- **Extract provided**:
==============================
# I hate Diabetes



## Ruthie (May 15, 2012)

I'm sorry for this rant but...

I've just had to have strong words with my T1 2 1/2 year old.  I found him hiding under the kitchen table eating an apple.  Pre-diabetes I would have been overjoyed that he had wandered into the kitchen and started munching on fruit.  Now I find myself telling him off for not asking/telling me he wanted something so I can programme the carbs into his pump. It's perverse.  4 months on from diagnosis this may be the straw that breaks the camel's back. Stupid apple, stupid diabetes.


----------



## RuthieG (May 15, 2012)

Aahhh bless his heart. 

I have no advice or experience of being so young with diabetes so can't really help but just wanted to offer some sympathy to you and your little boy. 

And all for an apple - I bet he wishes he'd gone for some haribo or something!
==============================
- **Given entries**:
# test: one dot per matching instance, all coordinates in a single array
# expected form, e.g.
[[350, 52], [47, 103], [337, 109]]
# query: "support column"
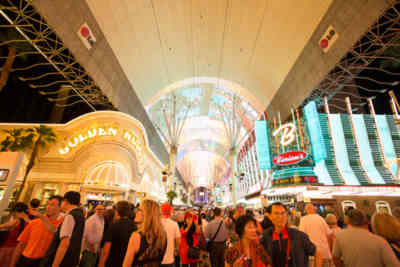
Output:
[[172, 158], [232, 160]]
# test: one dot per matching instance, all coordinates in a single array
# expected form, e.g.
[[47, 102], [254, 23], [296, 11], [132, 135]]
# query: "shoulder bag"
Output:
[[209, 243]]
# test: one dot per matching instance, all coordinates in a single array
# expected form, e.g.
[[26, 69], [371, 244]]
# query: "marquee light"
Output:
[[289, 133], [125, 134]]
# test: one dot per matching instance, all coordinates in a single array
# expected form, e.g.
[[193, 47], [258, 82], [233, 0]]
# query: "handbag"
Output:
[[193, 253], [209, 243], [202, 241]]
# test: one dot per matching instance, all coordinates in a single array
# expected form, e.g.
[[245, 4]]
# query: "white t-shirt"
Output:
[[173, 232], [317, 230]]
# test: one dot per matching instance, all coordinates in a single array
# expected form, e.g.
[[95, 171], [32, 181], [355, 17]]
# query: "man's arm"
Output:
[[46, 221], [89, 234], [104, 254], [17, 253], [177, 242], [61, 250]]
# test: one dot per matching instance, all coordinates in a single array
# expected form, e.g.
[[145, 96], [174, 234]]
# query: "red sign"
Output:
[[289, 158]]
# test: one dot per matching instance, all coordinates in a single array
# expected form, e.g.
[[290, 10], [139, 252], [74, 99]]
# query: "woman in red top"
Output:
[[12, 229], [190, 233]]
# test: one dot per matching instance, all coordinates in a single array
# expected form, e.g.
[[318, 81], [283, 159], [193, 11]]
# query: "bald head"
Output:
[[310, 209]]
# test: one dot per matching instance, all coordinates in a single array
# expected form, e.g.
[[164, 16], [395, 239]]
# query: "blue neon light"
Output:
[[315, 132], [262, 145]]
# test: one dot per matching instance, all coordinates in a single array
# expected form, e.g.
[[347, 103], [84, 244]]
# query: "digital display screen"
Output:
[[4, 174]]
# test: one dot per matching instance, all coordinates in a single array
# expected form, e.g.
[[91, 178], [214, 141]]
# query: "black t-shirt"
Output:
[[118, 234]]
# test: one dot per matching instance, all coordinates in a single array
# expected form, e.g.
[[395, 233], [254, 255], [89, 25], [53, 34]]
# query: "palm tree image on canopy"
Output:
[[28, 140], [175, 110]]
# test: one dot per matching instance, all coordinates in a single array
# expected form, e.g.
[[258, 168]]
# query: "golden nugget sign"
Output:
[[99, 132]]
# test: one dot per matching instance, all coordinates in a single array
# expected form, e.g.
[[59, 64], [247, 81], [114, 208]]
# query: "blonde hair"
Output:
[[386, 226], [151, 227]]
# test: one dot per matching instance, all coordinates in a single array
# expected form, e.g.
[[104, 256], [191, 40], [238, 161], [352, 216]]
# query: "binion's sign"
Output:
[[288, 134], [290, 158]]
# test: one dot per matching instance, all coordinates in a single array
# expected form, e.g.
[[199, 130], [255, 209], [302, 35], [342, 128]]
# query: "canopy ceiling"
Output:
[[203, 48]]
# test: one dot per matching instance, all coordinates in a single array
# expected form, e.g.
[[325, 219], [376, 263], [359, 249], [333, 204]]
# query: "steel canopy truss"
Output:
[[384, 34], [67, 74]]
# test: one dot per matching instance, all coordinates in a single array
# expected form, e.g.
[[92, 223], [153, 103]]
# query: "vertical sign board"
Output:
[[10, 161], [262, 145], [315, 132]]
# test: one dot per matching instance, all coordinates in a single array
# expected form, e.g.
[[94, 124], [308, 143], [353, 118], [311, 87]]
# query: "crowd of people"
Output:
[[151, 234]]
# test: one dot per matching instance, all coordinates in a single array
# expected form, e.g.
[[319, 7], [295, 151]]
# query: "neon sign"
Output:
[[289, 133], [290, 158]]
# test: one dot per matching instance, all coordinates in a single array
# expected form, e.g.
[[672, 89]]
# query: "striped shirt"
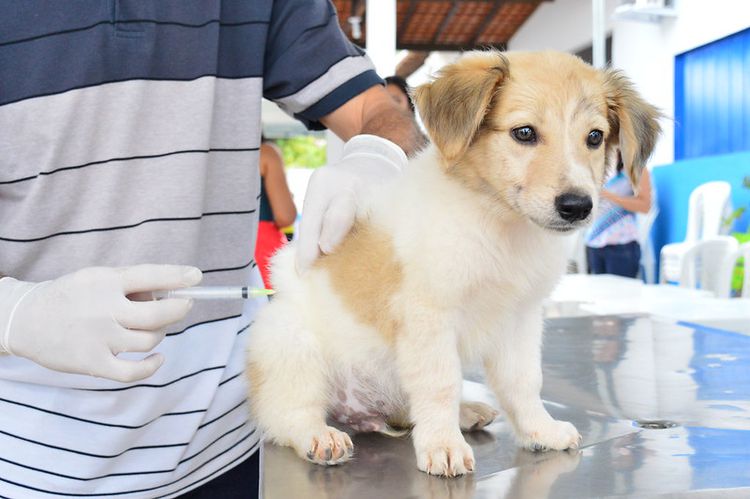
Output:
[[129, 133]]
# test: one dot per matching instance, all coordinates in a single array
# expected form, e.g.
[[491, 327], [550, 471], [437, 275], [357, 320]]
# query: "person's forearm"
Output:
[[396, 126], [374, 112]]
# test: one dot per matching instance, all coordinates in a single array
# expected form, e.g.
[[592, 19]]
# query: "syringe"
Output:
[[213, 293]]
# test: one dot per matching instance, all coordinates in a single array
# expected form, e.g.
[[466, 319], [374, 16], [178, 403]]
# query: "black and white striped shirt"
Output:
[[129, 133]]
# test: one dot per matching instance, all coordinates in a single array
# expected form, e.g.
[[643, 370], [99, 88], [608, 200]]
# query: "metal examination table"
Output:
[[663, 407]]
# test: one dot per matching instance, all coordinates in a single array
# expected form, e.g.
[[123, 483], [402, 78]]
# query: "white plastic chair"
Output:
[[648, 261], [707, 265], [708, 205]]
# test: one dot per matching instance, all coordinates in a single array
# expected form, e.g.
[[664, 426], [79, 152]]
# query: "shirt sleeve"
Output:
[[310, 67]]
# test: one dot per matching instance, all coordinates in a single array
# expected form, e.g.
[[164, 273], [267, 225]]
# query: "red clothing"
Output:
[[270, 239]]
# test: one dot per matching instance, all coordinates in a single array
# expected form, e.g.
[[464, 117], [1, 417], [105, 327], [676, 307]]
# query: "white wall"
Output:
[[559, 25], [645, 51]]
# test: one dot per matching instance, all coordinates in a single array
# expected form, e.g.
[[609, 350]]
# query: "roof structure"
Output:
[[426, 25]]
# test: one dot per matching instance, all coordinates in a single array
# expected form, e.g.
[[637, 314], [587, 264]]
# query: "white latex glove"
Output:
[[334, 191], [78, 323]]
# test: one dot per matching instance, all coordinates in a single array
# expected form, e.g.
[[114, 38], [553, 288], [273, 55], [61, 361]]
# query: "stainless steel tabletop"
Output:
[[688, 386]]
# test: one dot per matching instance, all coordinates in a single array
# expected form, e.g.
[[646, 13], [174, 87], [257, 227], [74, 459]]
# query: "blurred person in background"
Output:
[[277, 210], [612, 241]]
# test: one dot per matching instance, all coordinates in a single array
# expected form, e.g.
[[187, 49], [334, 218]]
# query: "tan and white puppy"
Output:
[[447, 264]]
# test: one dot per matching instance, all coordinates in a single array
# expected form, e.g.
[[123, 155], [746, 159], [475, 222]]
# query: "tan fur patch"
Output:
[[365, 274]]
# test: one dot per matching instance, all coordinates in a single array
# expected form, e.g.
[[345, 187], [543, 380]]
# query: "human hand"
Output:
[[334, 192], [79, 322]]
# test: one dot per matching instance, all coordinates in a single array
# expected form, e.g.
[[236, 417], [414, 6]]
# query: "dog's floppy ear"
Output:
[[633, 122], [453, 106]]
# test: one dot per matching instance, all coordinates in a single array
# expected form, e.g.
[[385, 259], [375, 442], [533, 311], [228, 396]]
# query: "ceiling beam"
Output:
[[447, 46], [407, 19], [487, 20]]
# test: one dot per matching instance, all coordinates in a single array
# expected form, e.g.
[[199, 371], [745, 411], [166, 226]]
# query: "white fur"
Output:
[[474, 277]]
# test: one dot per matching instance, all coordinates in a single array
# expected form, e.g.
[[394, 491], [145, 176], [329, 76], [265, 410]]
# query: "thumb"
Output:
[[337, 223]]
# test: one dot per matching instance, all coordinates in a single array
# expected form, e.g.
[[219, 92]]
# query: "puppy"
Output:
[[449, 263]]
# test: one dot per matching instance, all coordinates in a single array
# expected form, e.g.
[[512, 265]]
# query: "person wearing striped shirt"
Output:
[[129, 137]]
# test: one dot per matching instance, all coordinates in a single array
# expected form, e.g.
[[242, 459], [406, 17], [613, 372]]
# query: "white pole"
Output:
[[381, 35], [598, 41]]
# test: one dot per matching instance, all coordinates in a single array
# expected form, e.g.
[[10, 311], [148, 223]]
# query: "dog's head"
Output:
[[537, 131]]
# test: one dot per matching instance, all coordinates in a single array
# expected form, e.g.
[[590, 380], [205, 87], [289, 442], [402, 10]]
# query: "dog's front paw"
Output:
[[447, 456], [328, 447], [551, 435]]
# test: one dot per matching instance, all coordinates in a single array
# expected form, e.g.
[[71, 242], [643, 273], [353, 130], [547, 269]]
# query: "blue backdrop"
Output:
[[712, 98]]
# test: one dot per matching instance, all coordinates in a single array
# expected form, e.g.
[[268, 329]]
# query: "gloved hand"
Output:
[[78, 323], [334, 191]]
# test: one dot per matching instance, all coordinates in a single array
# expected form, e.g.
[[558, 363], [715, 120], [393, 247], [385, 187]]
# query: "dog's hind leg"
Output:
[[289, 387]]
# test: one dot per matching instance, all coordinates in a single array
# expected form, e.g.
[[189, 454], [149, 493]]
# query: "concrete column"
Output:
[[599, 38]]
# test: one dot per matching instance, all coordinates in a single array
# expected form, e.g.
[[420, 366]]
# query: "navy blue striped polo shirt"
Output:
[[129, 133]]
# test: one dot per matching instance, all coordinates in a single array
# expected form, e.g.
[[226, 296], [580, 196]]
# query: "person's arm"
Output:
[[373, 112], [639, 203], [277, 189]]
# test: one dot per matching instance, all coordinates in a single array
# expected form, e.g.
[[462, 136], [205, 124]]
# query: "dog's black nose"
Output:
[[573, 207]]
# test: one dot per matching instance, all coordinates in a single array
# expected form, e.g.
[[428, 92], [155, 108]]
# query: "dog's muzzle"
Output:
[[573, 207]]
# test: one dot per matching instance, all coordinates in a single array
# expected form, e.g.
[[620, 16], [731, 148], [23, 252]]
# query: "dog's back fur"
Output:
[[449, 262]]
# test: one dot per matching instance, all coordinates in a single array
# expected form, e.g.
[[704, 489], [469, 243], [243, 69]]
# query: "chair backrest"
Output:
[[707, 265], [709, 203]]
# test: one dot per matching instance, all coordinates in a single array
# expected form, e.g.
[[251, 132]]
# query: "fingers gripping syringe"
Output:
[[213, 293]]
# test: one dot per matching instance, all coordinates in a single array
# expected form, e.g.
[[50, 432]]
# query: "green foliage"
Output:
[[737, 213], [305, 151], [738, 274]]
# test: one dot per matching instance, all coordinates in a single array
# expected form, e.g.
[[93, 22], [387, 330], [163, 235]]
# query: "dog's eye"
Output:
[[595, 138], [524, 134]]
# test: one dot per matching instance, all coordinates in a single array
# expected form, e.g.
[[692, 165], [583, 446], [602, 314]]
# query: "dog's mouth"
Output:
[[561, 227]]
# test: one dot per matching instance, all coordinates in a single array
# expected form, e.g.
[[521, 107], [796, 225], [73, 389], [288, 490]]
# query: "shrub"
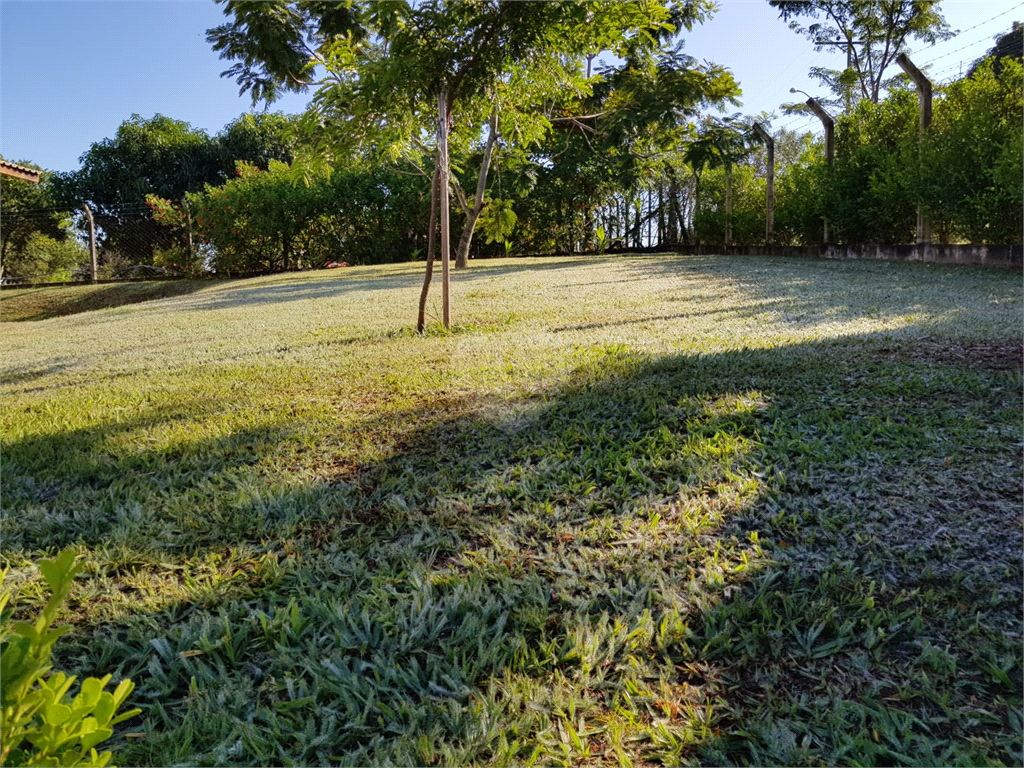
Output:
[[40, 723]]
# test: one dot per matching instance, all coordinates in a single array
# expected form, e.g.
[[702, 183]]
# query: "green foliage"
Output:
[[43, 256], [883, 28], [971, 177], [301, 216], [42, 724], [748, 207], [35, 238], [869, 196], [966, 173], [497, 220]]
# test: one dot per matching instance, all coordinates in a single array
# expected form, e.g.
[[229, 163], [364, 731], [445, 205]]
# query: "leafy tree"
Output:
[[35, 238], [971, 173], [484, 62], [869, 197], [877, 32], [257, 139], [159, 156], [1008, 45], [294, 217]]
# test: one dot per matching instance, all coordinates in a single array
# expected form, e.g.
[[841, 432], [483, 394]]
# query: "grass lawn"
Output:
[[632, 510], [42, 303]]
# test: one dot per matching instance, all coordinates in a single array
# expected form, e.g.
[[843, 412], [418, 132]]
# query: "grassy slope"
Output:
[[632, 510], [43, 303]]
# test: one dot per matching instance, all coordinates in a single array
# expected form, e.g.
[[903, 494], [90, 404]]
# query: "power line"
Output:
[[975, 42]]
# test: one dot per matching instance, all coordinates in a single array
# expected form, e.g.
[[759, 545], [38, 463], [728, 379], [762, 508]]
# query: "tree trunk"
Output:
[[462, 254], [696, 206], [728, 204], [673, 206], [431, 242], [442, 183]]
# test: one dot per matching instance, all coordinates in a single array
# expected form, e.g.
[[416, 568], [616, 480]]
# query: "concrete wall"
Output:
[[1001, 256]]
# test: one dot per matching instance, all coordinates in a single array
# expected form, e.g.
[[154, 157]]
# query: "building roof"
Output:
[[18, 171]]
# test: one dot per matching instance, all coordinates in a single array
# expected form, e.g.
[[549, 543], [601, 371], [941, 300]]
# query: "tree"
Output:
[[381, 77], [159, 156], [971, 170], [35, 239], [875, 31], [257, 139], [1008, 45]]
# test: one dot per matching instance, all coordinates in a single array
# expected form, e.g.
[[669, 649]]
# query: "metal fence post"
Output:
[[93, 262], [925, 120]]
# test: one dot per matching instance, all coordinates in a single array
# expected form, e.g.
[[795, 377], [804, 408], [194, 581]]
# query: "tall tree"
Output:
[[378, 83], [257, 139], [156, 156], [875, 31], [35, 232]]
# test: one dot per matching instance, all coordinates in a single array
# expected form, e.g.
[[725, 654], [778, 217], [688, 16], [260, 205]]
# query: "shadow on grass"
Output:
[[732, 558], [43, 303]]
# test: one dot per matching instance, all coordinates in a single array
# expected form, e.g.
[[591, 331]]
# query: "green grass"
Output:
[[41, 303], [631, 510]]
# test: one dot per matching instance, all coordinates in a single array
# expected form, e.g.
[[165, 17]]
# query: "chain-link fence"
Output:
[[41, 246]]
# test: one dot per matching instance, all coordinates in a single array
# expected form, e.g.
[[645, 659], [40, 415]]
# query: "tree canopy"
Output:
[[877, 32]]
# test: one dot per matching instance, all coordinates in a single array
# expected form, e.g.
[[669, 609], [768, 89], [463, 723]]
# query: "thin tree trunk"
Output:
[[462, 254], [431, 242], [728, 204], [673, 207], [442, 183]]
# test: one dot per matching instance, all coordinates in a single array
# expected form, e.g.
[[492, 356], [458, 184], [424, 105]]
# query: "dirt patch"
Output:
[[987, 356]]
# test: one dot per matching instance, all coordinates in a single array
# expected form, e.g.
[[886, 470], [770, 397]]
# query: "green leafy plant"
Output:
[[40, 723]]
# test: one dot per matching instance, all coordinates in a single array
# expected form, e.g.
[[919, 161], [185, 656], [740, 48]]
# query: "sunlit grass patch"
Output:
[[632, 510]]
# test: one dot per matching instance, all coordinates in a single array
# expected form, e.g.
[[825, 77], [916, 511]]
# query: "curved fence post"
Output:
[[93, 262]]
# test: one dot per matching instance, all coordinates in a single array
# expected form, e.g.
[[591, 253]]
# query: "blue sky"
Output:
[[72, 72]]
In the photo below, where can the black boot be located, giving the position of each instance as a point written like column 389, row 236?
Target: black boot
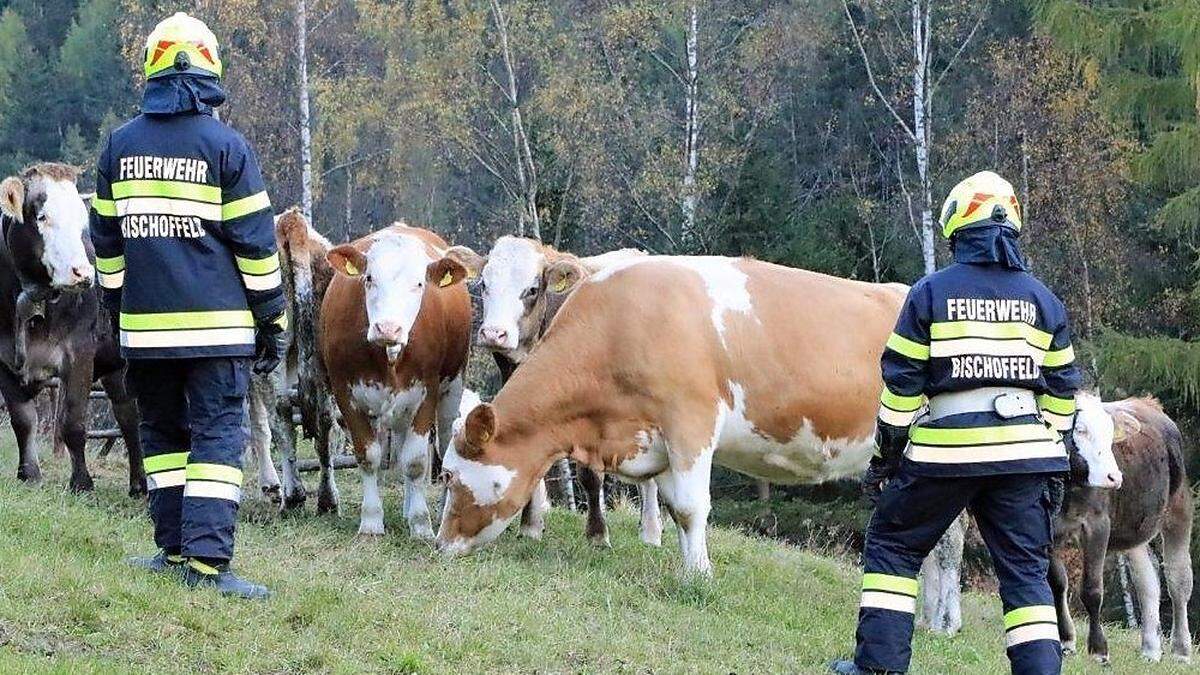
column 157, row 562
column 198, row 574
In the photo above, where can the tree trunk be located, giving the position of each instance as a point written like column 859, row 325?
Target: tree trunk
column 922, row 126
column 691, row 141
column 305, row 123
column 526, row 169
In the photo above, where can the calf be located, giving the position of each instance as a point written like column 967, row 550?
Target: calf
column 519, row 306
column 1155, row 501
column 51, row 322
column 306, row 276
column 395, row 328
column 659, row 366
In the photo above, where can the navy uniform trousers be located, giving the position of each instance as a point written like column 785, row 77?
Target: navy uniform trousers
column 193, row 440
column 1013, row 513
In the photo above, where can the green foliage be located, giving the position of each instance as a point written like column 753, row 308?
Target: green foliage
column 1135, row 365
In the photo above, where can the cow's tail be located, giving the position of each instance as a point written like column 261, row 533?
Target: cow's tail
column 1175, row 460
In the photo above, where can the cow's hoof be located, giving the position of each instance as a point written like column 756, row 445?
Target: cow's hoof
column 273, row 493
column 371, row 527
column 600, row 541
column 82, row 484
column 30, row 476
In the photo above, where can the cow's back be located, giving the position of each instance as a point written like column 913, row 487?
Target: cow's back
column 1151, row 461
column 792, row 356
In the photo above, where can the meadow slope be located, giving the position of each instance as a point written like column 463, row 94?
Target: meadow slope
column 347, row 604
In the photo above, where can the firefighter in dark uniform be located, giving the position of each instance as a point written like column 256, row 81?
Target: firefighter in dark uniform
column 977, row 412
column 186, row 256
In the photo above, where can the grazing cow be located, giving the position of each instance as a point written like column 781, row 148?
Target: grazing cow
column 519, row 306
column 395, row 328
column 1155, row 500
column 51, row 322
column 659, row 366
column 306, row 276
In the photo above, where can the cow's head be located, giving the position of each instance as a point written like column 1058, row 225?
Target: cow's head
column 45, row 227
column 1096, row 430
column 519, row 284
column 396, row 272
column 484, row 490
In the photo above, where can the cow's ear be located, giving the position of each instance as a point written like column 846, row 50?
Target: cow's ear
column 1125, row 425
column 12, row 198
column 347, row 260
column 479, row 430
column 469, row 260
column 445, row 273
column 562, row 276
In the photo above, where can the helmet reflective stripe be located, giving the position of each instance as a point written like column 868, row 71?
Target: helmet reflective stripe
column 181, row 37
column 984, row 197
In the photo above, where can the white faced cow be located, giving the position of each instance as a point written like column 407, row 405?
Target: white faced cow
column 51, row 323
column 519, row 306
column 1153, row 500
column 657, row 368
column 394, row 336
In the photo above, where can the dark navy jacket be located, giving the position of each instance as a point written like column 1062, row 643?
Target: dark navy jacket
column 184, row 228
column 983, row 321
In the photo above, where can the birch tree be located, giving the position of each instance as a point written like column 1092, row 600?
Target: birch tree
column 918, row 94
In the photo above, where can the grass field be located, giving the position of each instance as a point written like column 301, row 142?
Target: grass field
column 346, row 604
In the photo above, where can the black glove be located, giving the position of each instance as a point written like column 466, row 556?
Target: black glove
column 889, row 442
column 270, row 344
column 1056, row 487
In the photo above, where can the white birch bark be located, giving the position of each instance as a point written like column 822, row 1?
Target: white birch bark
column 305, row 120
column 691, row 132
column 526, row 169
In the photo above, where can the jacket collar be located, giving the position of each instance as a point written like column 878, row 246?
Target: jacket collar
column 183, row 94
column 989, row 245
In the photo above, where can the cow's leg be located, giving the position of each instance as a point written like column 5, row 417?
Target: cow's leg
column 75, row 392
column 652, row 520
column 414, row 464
column 23, row 416
column 1060, row 584
column 1095, row 544
column 593, row 490
column 328, row 499
column 685, row 487
column 1177, row 567
column 125, row 411
column 259, row 402
column 1145, row 580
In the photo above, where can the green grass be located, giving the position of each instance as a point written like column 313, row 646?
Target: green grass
column 346, row 604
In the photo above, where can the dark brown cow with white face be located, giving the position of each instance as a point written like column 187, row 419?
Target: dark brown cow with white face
column 1153, row 500
column 520, row 302
column 660, row 366
column 395, row 328
column 48, row 306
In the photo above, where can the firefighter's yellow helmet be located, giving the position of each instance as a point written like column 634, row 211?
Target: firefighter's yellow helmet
column 181, row 45
column 984, row 198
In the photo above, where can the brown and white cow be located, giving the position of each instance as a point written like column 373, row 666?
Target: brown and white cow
column 657, row 368
column 519, row 306
column 51, row 321
column 1155, row 500
column 395, row 328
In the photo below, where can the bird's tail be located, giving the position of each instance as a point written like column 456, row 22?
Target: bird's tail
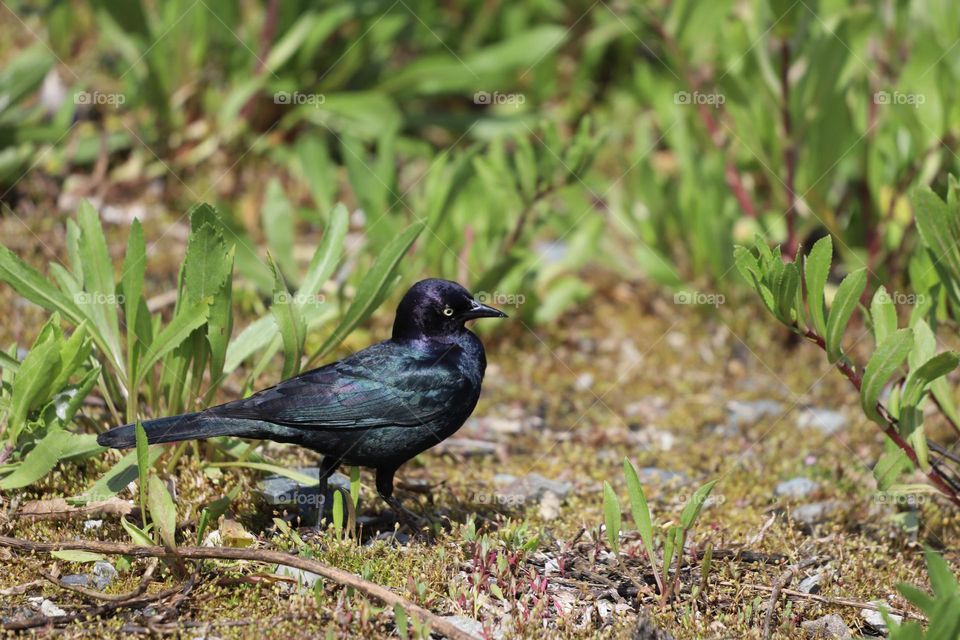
column 188, row 426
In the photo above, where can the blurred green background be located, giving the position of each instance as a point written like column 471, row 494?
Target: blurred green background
column 533, row 138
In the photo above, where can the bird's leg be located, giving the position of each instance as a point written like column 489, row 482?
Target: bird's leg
column 328, row 465
column 385, row 489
==============================
- **Your goal**:
In the forum thread about a toddler with diabetes, how long after diagnosis did the apple incident happen? Answer from the forum thread alone, not from the lines.

- **Exercise answer**:
Four months after diagnosis.